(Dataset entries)
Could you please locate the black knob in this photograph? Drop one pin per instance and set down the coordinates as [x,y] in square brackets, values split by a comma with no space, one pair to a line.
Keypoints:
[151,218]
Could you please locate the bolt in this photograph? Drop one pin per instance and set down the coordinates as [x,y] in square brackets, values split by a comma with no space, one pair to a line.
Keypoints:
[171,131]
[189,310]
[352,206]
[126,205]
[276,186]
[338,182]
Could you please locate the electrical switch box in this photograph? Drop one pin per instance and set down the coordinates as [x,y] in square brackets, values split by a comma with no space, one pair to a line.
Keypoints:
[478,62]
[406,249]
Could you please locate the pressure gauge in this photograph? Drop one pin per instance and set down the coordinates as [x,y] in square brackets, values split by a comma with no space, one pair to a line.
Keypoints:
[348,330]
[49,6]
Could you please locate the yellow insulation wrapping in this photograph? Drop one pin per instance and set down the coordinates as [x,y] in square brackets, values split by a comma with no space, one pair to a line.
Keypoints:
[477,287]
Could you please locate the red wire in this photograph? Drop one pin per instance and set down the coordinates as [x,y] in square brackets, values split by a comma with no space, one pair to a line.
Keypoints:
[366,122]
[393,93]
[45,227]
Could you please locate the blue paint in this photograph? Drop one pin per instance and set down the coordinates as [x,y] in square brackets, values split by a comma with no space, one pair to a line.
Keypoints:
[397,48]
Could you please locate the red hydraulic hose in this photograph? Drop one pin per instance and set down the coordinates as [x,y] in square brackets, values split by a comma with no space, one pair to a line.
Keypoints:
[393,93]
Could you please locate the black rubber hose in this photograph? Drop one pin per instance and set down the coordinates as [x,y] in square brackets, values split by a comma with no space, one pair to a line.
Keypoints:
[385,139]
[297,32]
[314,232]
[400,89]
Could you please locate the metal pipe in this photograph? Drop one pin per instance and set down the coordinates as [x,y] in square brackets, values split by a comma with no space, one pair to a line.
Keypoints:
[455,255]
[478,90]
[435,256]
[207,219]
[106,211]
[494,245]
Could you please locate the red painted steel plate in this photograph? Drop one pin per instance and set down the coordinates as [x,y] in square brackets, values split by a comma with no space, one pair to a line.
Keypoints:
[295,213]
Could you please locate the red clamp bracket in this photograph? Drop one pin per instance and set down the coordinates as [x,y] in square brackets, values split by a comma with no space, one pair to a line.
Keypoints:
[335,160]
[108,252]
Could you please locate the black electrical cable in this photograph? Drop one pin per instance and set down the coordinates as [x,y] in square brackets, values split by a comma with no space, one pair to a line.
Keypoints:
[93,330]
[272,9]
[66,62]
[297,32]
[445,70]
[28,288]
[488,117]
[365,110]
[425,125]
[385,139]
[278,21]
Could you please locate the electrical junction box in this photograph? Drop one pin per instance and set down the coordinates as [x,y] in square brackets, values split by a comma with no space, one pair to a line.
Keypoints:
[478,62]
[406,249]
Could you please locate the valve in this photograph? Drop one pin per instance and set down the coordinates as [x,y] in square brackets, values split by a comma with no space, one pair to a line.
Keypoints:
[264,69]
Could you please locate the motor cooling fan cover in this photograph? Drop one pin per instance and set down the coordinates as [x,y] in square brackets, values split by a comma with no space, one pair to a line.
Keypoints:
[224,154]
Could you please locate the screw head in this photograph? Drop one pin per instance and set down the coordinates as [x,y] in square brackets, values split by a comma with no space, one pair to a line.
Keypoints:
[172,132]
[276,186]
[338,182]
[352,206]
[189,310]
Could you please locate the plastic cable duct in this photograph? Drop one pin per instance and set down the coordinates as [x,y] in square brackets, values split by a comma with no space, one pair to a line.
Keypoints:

AIM OF THE EXERCISE:
Please copy everything from the line containing "Could you please locate the motor" down to the end of the data, replacing "screw head" with "bolt head" and changing nothing else.

TASK SOLUTION:
Could you please locate the motor cooling fan cover in this photograph? Drop one pin per instance and set down the coordinates as [x,y] in square brackets, values split by a comma with no space, one pair to a line.
Keypoints:
[224,154]
Could you please locate the bolt head in this photograph? Drop one pin per instance and set down the coordinates as [x,y] in square brackets, values split by a comma with no space, one pair to a line.
Keypoints:
[172,132]
[276,186]
[338,182]
[352,206]
[189,310]
Could you please locate the plastic cable duct in this photograph? Drop one pin per instance and set down the coordinates as [x,y] in square brackets, values split by a comma with no space, one pair to a line.
Keypoints:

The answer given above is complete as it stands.